= Task statement =
Can you convert the items in the stretch from the line containing "form [(381, 308)]." through the line containing "[(776, 477)]", both ends included, into a two-column CSV with columns "text" and "answer"? Give one row per item, put each value in a single quoted field, and replace line breaks with spaces.

(Items excerpted from a collection)

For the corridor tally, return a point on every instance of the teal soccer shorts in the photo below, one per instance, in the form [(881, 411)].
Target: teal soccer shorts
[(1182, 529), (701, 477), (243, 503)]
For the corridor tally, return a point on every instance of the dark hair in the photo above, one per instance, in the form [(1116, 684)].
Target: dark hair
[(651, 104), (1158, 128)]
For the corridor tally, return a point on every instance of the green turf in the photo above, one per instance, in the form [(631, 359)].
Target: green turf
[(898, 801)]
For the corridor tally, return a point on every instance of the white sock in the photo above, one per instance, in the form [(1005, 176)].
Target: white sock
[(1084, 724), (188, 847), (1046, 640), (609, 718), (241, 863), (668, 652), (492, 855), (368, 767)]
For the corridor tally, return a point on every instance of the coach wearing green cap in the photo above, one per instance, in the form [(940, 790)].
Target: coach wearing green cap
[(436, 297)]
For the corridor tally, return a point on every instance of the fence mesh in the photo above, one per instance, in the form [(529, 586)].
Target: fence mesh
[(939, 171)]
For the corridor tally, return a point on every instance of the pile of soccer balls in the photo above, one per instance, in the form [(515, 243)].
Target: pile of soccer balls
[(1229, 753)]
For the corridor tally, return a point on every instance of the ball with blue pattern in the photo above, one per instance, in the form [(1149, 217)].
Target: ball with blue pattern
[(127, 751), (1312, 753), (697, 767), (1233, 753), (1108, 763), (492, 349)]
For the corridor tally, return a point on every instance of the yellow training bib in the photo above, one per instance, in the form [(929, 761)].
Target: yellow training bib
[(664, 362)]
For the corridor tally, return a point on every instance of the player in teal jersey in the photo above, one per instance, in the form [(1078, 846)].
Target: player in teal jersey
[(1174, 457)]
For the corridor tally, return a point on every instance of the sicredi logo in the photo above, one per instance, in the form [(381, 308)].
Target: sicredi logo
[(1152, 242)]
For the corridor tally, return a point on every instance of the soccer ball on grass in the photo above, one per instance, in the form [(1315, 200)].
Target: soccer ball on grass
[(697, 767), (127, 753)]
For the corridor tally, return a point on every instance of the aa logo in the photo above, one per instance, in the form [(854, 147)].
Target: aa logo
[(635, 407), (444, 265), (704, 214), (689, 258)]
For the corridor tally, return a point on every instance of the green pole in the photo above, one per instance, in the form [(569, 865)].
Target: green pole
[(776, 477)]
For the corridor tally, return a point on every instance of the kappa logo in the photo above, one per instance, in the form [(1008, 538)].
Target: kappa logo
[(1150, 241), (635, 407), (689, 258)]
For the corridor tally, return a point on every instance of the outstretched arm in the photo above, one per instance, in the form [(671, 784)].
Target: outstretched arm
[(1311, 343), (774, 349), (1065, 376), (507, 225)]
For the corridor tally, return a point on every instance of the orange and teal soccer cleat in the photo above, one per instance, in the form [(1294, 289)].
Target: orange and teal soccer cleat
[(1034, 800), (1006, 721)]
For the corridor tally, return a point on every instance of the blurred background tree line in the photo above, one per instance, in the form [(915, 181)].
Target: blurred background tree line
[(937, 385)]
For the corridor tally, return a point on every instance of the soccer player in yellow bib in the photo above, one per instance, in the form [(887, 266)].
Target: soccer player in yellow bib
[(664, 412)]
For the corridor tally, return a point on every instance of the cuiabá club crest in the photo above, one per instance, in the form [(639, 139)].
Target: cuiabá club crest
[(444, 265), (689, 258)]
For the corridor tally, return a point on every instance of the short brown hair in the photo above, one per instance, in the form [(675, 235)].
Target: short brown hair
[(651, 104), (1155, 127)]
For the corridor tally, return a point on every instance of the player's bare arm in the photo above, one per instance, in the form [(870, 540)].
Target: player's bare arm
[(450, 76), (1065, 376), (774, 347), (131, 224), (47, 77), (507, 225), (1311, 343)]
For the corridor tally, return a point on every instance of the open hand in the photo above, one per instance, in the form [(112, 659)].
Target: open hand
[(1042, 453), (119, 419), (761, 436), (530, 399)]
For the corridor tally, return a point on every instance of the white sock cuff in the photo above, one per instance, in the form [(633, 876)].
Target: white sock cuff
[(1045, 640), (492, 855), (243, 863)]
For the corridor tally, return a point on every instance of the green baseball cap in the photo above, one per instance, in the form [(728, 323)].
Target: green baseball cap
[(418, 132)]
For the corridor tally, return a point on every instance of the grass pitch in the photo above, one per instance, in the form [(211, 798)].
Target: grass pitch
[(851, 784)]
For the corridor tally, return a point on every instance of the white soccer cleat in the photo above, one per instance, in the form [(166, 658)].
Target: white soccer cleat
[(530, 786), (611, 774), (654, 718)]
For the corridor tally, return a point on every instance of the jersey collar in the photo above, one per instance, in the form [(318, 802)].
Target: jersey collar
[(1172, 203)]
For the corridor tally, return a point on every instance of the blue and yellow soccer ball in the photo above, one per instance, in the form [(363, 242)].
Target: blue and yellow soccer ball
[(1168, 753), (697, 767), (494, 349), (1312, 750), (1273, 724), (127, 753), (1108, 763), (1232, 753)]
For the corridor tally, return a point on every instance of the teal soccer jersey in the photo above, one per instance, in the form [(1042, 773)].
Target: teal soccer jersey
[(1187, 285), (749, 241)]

= Task answer =
text,answer
"For the corridor tally, return a point on every instance of the sicredi logo in the photo above, one per instance, in the form [(381, 308)]. Target: sicredi logo","[(1152, 242)]"
"For the corridor tally, return a point on every instance of the soccer ball on grass in the photo above, one per instance, in the form [(1315, 200)]. Target: soccer ball on grass","[(697, 767), (127, 753)]"
"For the corridor tally, return a point on every instance of the aa logo in the photo above, one per instance, in the form [(854, 147)]. Target: aa logo","[(635, 407), (444, 265), (704, 214), (689, 258)]"
"For the corridor tally, return a point on every instance of the green pole in the photo above, one per instance, in the form [(569, 865)]. Target: green pole","[(776, 477)]"